**Tarefas a realizar:**
1. Reproduza o trecho do texto de leitura que vai de "A pressão sobre" até "ampliação do rastreamento.", substituindo "consulta pública" por "audiência pública".
2. Traduza para o inglês a seguinte frase do texto de leitura: "Segundo as entidades médicas, a mamografia regular pode reduzir o impacto do câncer, permitindo diagnósticos precoces e tratamentos menos invasivos."

**Texto de leitura:**
• • • •
A pressão sobre a agência aumentou após a abertura de uma consulta pública sobre o novo programa de certificação, lançada em dezembro de 2023. O modelo proposto recebeu críticas, e a ANS concedeu um prazo de um mês para que as organizações médicas apresentassem evidências científicas a favor da ampliação do rastreamento.
Aumento de casos em mulheres mais jovens
O parecer foi elaborado em conjunto pelo Colégio Brasileiro de Radiologia e Diagnóstico por Imagem, Sociedade Brasileira de Mastologia e Federação Brasileira das Associações de Ginecologia e Obstetrícia. O documento aponta que, em 2024, 22% das mulheres que morreram de câncer de mama no Brasil tinham menos de 50 anos, e 34% tinham mais de 70.
Além disso, os estudos citados indicam que os casos de câncer em mulheres mais jovens têm aumentado e que esses tumores tendem a ser mais agressivos e com maior risco de metástase. Segundo as entidades médicas, a mamografia regular pode reduzir o impacto do câncer, permitindo diagnósticos precoces e tratamentos menos invasivos.
— No grupo do rastreamento, o tumor é detectado no estágio inicial e apresenta características biológicas menos agressivas, permitindo maior número de cirurgias conservadoras da mama. Essas pacientes também têm menos indicação de quimioterapia, reduzindo os efeitos colaterais — destaca o parecer.
• • • •
**Dados para análise:**
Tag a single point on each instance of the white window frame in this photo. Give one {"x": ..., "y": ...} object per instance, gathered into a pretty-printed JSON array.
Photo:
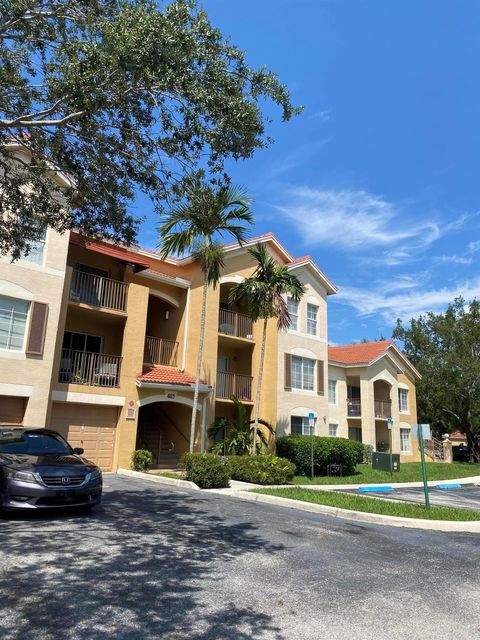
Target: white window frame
[
  {"x": 293, "y": 311},
  {"x": 403, "y": 395},
  {"x": 11, "y": 323},
  {"x": 332, "y": 389},
  {"x": 303, "y": 362},
  {"x": 36, "y": 254},
  {"x": 333, "y": 426},
  {"x": 312, "y": 322},
  {"x": 307, "y": 430},
  {"x": 408, "y": 431}
]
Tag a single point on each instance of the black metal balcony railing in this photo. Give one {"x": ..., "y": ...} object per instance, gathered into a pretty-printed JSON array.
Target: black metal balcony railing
[
  {"x": 383, "y": 408},
  {"x": 98, "y": 291},
  {"x": 234, "y": 384},
  {"x": 236, "y": 324},
  {"x": 84, "y": 367},
  {"x": 160, "y": 351},
  {"x": 354, "y": 408}
]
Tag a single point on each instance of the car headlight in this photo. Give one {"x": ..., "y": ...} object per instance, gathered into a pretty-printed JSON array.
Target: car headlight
[
  {"x": 23, "y": 476},
  {"x": 95, "y": 474}
]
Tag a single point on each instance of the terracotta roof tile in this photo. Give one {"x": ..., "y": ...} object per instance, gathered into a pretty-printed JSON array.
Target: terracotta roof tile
[
  {"x": 361, "y": 353},
  {"x": 166, "y": 375}
]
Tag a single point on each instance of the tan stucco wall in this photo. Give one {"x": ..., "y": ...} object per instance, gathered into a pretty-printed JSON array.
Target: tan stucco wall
[
  {"x": 295, "y": 402},
  {"x": 41, "y": 283}
]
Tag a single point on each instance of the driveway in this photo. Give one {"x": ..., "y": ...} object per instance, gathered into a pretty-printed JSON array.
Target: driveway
[{"x": 157, "y": 562}]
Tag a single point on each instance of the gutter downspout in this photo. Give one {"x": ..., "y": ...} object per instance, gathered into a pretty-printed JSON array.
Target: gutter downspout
[
  {"x": 185, "y": 335},
  {"x": 203, "y": 430}
]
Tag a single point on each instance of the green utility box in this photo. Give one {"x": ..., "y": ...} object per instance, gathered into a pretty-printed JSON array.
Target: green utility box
[{"x": 381, "y": 461}]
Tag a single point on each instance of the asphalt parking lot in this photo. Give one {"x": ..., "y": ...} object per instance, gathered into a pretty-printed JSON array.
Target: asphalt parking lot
[
  {"x": 468, "y": 497},
  {"x": 156, "y": 562}
]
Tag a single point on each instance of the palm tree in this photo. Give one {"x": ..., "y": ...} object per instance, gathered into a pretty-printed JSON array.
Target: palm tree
[
  {"x": 264, "y": 293},
  {"x": 237, "y": 436},
  {"x": 208, "y": 213}
]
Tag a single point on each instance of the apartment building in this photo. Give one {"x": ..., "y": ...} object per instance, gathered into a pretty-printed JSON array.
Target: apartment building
[
  {"x": 368, "y": 383},
  {"x": 114, "y": 368}
]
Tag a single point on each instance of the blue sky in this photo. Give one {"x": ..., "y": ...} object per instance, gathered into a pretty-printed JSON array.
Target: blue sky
[{"x": 378, "y": 179}]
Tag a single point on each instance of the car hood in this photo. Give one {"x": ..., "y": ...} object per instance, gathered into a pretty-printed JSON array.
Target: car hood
[{"x": 56, "y": 463}]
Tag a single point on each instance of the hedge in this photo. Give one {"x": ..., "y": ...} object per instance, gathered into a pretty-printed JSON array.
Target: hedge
[
  {"x": 207, "y": 470},
  {"x": 326, "y": 450},
  {"x": 261, "y": 469},
  {"x": 142, "y": 460}
]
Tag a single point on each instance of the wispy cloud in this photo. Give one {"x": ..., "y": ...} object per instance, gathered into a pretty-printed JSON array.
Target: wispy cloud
[
  {"x": 296, "y": 157},
  {"x": 359, "y": 221},
  {"x": 352, "y": 218},
  {"x": 410, "y": 304}
]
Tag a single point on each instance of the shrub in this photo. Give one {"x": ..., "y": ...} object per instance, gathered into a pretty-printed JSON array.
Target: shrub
[
  {"x": 326, "y": 451},
  {"x": 261, "y": 469},
  {"x": 367, "y": 453},
  {"x": 207, "y": 470},
  {"x": 141, "y": 460}
]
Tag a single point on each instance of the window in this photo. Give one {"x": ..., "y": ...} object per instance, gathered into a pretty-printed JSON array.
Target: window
[
  {"x": 13, "y": 322},
  {"x": 299, "y": 426},
  {"x": 404, "y": 440},
  {"x": 403, "y": 400},
  {"x": 312, "y": 312},
  {"x": 332, "y": 392},
  {"x": 35, "y": 255},
  {"x": 293, "y": 312},
  {"x": 302, "y": 373}
]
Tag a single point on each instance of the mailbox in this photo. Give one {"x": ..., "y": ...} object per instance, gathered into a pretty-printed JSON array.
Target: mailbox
[{"x": 381, "y": 461}]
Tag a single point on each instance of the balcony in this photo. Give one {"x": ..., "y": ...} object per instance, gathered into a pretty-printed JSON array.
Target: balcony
[
  {"x": 354, "y": 409},
  {"x": 98, "y": 291},
  {"x": 383, "y": 409},
  {"x": 234, "y": 384},
  {"x": 94, "y": 369},
  {"x": 232, "y": 323},
  {"x": 160, "y": 351}
]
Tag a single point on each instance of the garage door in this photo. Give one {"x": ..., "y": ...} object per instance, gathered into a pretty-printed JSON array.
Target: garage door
[
  {"x": 12, "y": 409},
  {"x": 91, "y": 427}
]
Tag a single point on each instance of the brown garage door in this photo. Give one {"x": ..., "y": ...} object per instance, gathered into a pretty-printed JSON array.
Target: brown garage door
• • • •
**Respostas por tarefa:**
1.
A pressão sobre a agência aumentou após a abertura de uma audiência pública sobre o novo programa de certificação, lançada em dezembro de 2023. O modelo proposto recebeu críticas, e a ANS concedeu um prazo de um mês para que as organizações médicas apresentassem evidências científicas a favor da ampliação do rastreamento.

2. According to the medical organizations, regular mammography can reduce the impact of cancer, allowing early diagnoses and less invasive treatments.